Items from a dataset:
= = = = =
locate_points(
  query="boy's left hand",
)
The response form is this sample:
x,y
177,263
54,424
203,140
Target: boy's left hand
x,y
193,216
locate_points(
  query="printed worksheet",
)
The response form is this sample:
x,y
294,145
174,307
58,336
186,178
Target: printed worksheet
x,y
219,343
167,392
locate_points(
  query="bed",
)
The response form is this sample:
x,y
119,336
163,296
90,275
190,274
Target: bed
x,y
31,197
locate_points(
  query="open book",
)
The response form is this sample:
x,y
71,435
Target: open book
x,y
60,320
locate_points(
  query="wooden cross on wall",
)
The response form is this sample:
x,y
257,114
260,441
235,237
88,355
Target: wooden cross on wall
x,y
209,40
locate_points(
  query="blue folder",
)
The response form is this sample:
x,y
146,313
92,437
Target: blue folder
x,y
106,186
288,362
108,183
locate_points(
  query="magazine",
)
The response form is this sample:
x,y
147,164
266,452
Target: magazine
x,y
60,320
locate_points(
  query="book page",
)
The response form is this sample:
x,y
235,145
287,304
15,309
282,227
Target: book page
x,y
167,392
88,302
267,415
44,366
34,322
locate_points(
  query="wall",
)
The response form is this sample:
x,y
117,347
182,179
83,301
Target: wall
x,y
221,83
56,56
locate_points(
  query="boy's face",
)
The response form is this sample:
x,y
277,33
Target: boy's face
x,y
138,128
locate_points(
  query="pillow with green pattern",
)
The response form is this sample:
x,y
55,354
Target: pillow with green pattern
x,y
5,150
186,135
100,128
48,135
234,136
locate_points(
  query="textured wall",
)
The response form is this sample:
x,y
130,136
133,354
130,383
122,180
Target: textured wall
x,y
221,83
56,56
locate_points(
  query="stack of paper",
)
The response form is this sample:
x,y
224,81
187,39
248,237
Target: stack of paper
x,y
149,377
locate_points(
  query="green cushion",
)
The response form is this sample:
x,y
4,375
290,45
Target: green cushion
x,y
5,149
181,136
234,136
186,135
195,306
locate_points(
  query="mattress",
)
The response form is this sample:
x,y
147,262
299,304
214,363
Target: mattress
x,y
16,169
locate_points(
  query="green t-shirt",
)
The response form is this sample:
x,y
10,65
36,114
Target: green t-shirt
= = = = =
PROBLEM DETAILS: Find each line in the items above that contains the word "folder", treating case as significant, and copy those lines.

SOLVED EXERCISE:
  query="blue folder",
Target: blue folder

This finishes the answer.